- **ОТРЫВОК ИЗ ТЕКСТА**:
══════════

ГлавнаяПрозаЭссе и статьиМемуары → ПТ. Часть вторая. Глава 28. Неидеологическое радио. Бой инфантилизму

ПТ. Часть вторая. Глава 28. Неидеологическое радио. Бой инфантилизму

13 декабря 2013 - Елена Сироткина
 
ПЕДАГОГИЧЕСКАЯ ТЕТРАДЬ. Часть первая. Глава 28. Неидеологическое радио. Бой инфантилизму
 

З.Ф. остановила меня в коридоре:

 

- Ужас, что творится, забросали письмами всякие конторы. Зазывают на «круглые столы», лекции и прочая. Какие-то академии, ассоциации – шут их разберёт, откуда повылезали все. Тут вот, смотри, пишут: гражданские инициативы учительского сообщества… Слышала про них что-нибудь?

 

- Да нет. Ну, время бурное, люди кучкуются по самым разным поводам.

 

- Может, съездим, глянем, что за звери? К нам кого-нибудь интересного организуем. Номер школы указан.

 

- Давайте, с нас не убудет.

══════════

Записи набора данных
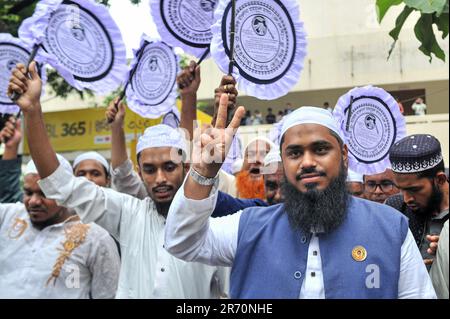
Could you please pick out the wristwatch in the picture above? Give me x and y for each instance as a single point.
(202, 180)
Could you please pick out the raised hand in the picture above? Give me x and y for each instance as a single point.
(211, 146)
(189, 79)
(28, 86)
(115, 116)
(227, 86)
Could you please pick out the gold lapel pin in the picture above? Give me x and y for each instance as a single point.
(359, 253)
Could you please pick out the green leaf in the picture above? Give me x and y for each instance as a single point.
(398, 27)
(427, 6)
(442, 24)
(425, 34)
(382, 7)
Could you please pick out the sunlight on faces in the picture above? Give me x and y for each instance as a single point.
(162, 171)
(42, 211)
(356, 189)
(273, 176)
(254, 158)
(93, 171)
(420, 194)
(387, 189)
(312, 157)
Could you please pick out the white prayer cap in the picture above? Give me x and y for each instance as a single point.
(352, 176)
(236, 167)
(91, 156)
(161, 136)
(311, 115)
(31, 168)
(273, 157)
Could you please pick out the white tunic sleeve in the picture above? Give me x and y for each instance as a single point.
(92, 203)
(192, 235)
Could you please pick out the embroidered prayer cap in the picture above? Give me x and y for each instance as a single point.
(415, 153)
(91, 156)
(237, 166)
(31, 168)
(311, 115)
(161, 136)
(352, 176)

══════════

- **ЗАДАНИЕ**: Кратко перескажите отрывок из главы 28 в двух предложениях.

- **ОТВЕТ**: В коридоре З.Ф. жалуется, что разные конторы забросали письмами с приглашениями на «круглые столы» и лекции, и спрашивает о гражданских инициативах учительского сообщества, но в ответ слышит «да нет». Она предлагает съездить посмотреть, что это за люди, и пригласить кого-нибудь интересного, отмечая, что номер школы указан, и получает согласие.